Location identification entries:
● ● ● ● ●
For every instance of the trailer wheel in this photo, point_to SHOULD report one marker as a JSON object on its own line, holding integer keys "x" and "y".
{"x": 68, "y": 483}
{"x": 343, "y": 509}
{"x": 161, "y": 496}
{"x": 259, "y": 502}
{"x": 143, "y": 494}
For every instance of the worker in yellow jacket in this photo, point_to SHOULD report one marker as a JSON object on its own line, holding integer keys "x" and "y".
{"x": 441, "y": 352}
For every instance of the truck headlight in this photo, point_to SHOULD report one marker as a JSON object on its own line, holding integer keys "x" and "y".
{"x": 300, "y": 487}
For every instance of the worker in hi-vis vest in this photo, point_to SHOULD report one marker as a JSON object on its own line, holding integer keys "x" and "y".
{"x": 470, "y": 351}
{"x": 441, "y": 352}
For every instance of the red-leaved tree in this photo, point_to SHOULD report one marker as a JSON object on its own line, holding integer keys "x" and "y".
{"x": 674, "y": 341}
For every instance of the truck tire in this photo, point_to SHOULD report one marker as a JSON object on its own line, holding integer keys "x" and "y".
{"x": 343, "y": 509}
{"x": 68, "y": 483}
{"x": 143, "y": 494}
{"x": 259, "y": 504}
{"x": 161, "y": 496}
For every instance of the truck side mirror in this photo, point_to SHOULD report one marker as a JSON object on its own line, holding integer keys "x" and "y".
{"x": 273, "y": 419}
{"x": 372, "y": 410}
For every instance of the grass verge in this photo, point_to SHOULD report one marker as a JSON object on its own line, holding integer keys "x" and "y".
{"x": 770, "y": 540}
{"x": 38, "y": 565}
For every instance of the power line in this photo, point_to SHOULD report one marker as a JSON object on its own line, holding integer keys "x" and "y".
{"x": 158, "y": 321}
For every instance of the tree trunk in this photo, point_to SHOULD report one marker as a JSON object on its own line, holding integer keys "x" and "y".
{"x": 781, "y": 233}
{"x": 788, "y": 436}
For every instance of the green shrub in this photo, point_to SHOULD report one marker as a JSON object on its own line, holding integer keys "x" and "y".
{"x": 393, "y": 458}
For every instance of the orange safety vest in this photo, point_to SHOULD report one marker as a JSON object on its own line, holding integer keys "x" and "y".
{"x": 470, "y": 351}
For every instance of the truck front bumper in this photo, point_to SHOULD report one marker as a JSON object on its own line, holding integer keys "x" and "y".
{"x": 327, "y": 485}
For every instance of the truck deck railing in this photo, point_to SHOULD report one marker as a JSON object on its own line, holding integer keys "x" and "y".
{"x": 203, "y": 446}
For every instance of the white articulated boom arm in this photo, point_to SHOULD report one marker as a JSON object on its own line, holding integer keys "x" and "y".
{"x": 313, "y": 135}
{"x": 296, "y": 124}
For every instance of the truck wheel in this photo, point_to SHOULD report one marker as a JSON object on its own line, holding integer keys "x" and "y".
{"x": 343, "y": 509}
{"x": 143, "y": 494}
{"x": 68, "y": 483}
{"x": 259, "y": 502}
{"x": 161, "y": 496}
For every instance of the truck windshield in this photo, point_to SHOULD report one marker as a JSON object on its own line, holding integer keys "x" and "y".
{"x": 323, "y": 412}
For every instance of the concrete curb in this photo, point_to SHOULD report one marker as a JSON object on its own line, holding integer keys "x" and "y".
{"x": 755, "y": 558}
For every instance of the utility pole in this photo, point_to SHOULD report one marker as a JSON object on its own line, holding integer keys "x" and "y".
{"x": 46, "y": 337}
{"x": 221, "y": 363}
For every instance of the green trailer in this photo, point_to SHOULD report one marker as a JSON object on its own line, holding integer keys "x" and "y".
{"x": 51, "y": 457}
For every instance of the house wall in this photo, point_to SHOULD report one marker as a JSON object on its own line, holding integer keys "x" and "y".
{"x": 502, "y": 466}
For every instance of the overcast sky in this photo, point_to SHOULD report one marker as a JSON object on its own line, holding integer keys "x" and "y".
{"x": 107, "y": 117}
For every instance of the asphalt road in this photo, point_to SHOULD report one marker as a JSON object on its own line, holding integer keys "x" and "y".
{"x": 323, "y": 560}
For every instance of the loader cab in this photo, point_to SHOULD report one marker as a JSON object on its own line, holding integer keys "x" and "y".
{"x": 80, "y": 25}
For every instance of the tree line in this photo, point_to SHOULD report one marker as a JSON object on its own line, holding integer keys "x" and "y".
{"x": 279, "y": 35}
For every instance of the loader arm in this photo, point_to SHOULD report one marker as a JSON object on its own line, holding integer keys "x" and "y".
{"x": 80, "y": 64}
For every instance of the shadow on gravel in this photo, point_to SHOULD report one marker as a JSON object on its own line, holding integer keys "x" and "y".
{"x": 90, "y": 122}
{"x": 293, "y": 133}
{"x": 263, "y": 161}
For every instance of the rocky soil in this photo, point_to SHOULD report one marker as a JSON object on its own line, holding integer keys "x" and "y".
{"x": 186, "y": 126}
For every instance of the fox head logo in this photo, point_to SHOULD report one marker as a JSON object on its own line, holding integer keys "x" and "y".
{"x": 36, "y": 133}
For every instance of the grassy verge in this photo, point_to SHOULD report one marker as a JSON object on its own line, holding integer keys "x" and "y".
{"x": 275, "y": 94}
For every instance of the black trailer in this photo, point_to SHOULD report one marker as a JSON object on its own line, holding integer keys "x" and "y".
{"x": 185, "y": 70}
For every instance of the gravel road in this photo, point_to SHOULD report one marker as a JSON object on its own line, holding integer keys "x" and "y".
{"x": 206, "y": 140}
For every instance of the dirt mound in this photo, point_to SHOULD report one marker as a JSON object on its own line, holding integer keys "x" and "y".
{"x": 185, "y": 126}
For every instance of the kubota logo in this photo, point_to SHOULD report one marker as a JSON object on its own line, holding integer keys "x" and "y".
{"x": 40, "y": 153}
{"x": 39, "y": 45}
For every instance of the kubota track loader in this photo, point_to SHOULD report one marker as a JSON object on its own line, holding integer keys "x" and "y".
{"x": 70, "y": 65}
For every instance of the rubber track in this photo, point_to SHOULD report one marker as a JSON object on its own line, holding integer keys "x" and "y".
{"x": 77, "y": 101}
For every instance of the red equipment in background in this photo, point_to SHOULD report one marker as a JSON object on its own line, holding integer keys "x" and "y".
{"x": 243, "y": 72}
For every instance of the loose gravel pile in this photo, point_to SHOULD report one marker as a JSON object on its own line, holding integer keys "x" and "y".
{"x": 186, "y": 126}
● ● ● ● ●
**GOAL:** Present everything from the line containing "For every instance of the kubota track" down to the end of the lines as a Markdown table, leaving out blank lines, with the columns "No." and "Line".

**ANSWER:**
| No. | Line |
|---|---|
| 1 | For every instance of the kubota track loader in this photo, point_to SHOULD report one marker as a JSON object on its own line, holding integer keys "x" and "y". |
| 2 | {"x": 70, "y": 65} |
| 3 | For every instance of the rubber track in this photo, point_to SHOULD report one marker as a JSON object on its own line, holding integer keys "x" and "y". |
| 4 | {"x": 77, "y": 101} |
| 5 | For every instance of the red equipment in background in this photo, point_to SHOULD report one marker as a JSON object on its own line, holding integer keys "x" and "y". |
| 6 | {"x": 243, "y": 72} |
| 7 | For every instance of the loose gravel pile in this photo, point_to SHOULD report one marker as a JSON object on its own line, holding integer keys "x" and "y". |
| 8 | {"x": 186, "y": 126} |